# Passage shown start

Re: [Bug web/?????] New: Fwd: failure notice: Bugzilla down.
On Mon, Aug 14, 2017 at 11:10 PM, Martin Sebor wrote: > On 08/14/2017 04:22 PM, Eric Gallager wrote: >> >> I'm emailing this manually to the list because Bugzilla is down and I >> can't file a bug on Bugzilla about Bugzilla being down. The error >> message looks like this: > > Bugzilla and the rest of gcc.gnu.org have been down much of > the afternoon/evening due to a hard drive upgrade (the old disk > apparently failed). You're not the only one who found out about There's no RAID?
Re: [Bug web/?????] New: Fwd: failure notice: Bugzilla down.
On Wed, 16 Aug 2017, Eric Gallager wrote: > I see Richi redid all his 7.2 release changes; does that imply that > the server restore is now complete? No, there's still a search process ongoing to identify corrupted or missing files by comparison with the last backup. My expectation is that all the other Bugzilla changes from 13 and 14 August UTC need redoing manually (recreating bugs with new numbers in the case of new bugs filed during that period, if those bugs are still relevant, repeating comments, etc. - and possibly recreating accounts for people who created accounts and filed bugs during that period). But I haven't seen any official announcement from overseers to all affected projects (for both GCC and Sourceware Bugzillas) yet. -- Joseph S. Myers jos...@codesourcery.com
Re: [Bug web/?????] New: Fwd: failure notice: Bugzilla down.

# Passage shown end
# Material for the task start

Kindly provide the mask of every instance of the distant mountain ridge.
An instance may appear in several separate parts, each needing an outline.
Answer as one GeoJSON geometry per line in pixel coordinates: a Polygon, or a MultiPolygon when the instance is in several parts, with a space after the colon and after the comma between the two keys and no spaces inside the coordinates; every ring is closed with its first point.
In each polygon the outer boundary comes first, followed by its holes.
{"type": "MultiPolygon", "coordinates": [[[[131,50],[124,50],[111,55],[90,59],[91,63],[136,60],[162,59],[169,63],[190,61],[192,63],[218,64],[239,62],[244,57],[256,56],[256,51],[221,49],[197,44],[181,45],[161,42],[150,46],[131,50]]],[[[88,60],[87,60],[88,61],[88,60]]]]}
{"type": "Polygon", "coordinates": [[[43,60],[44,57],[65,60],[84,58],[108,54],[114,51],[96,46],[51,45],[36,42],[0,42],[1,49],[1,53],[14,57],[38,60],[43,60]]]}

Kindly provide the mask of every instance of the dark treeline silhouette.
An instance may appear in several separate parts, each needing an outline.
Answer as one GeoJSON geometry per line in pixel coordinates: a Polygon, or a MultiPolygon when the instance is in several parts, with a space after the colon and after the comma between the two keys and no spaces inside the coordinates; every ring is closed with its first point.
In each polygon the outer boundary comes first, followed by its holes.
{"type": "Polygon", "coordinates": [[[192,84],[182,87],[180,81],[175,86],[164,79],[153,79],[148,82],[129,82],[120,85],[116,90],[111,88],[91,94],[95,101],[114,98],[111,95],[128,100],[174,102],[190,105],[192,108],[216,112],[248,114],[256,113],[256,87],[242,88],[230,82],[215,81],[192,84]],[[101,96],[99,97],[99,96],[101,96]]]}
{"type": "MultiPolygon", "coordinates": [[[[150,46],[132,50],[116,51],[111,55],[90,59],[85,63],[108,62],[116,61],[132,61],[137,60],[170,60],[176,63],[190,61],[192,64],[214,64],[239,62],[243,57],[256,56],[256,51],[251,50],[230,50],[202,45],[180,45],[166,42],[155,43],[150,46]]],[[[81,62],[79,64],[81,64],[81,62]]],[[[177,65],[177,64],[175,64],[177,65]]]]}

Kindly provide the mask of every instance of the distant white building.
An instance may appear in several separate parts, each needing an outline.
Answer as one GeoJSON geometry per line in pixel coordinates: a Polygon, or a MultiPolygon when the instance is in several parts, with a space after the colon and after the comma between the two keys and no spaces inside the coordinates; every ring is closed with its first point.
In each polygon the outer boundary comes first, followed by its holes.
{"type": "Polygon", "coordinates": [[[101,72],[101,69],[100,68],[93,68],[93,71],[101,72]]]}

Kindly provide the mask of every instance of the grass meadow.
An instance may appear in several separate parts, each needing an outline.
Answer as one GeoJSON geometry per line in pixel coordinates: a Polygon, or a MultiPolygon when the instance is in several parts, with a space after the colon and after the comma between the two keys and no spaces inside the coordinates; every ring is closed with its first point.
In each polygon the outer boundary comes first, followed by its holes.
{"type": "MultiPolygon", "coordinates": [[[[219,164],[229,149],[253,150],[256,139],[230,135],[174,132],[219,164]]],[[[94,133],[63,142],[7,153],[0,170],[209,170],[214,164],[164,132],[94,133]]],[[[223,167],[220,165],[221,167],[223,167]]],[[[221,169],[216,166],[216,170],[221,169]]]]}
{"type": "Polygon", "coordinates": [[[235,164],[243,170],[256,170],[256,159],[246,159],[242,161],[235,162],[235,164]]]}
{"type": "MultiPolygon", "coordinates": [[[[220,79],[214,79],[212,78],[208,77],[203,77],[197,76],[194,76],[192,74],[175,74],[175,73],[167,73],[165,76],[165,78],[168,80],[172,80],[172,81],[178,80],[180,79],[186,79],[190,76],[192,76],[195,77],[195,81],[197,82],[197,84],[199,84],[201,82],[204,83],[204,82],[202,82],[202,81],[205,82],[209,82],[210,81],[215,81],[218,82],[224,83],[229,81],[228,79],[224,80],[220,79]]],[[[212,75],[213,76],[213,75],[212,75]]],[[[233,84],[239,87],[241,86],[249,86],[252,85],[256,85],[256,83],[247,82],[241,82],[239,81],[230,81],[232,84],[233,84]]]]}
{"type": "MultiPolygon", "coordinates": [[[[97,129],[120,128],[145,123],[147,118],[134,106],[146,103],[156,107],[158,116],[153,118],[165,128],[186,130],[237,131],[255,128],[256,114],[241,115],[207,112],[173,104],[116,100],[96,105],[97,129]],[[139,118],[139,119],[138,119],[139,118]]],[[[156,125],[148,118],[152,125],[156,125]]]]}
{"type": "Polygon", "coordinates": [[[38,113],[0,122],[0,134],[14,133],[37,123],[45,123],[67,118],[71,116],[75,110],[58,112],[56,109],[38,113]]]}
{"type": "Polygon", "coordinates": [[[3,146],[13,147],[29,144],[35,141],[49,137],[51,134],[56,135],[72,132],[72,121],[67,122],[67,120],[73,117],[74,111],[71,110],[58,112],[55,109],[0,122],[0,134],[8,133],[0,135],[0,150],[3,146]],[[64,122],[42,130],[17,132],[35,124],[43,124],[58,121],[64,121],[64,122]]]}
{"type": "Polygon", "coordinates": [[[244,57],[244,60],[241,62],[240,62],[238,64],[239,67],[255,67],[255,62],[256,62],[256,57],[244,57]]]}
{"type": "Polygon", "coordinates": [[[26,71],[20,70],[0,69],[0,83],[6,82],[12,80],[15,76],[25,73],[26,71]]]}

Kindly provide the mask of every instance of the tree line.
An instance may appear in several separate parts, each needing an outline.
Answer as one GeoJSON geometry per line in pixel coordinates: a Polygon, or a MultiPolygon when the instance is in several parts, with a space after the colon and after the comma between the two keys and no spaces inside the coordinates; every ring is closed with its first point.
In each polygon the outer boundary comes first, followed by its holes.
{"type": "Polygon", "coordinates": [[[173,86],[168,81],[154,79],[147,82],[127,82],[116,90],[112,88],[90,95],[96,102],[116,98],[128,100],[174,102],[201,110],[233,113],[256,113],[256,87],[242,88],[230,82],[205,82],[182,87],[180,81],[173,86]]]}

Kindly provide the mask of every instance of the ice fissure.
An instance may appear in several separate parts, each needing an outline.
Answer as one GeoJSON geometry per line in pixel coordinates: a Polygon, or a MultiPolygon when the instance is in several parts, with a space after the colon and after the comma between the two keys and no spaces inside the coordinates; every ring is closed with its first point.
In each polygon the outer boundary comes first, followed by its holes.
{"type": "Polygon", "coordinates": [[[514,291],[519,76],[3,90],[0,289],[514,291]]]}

# Material for the task end

● Tasks:
(1) Extract each line of the rows that contains the string "distant", matching case exactly.
(2) Continue the mailing-list thread about the Bugzilla outage from the point where it stops.

● Expected answers:
(1)
Kindly provide the mask of every instance of the distant mountain ridge.
Kindly provide the mask of every instance of the distant white building.

(2)
On Wed, 16 Aug 2017, NightStrike wrote: > On Mon, Aug 14, 2017 at 11:10 PM, Martin Sebor wrote: > > On 08/14/2017 04:22 PM, Eric Gallager wrote: > >> > >> I'm emailing this manually to the list because Bugzilla is down and I > >> can't file a bug on Bugzilla about Bugzilla being down. The error > >> message looks like this: > > > > Bugzilla and the rest of gcc.gnu.org have been down much of > > the afternoon/evening due to a hard drive upgrade (the old disk > > apparently failed). You're not the only one who found out about > > There's no RAID? The problem was apparently a kernel bug (in the 2.6.32 RHEL6 kernel, may or may not be in current kernels) that arose when adding a new SSD mirror to the RAID with the old hard drives marked writemostly. (Separately, one of the hard drives in the existing HDD RAID is showing signs of failing and needs to be replaced.) -- Joseph S. Myers jos...@codesourcery.com
Re: Should --enable-checking=yes,rtl work on 32-bit hosts?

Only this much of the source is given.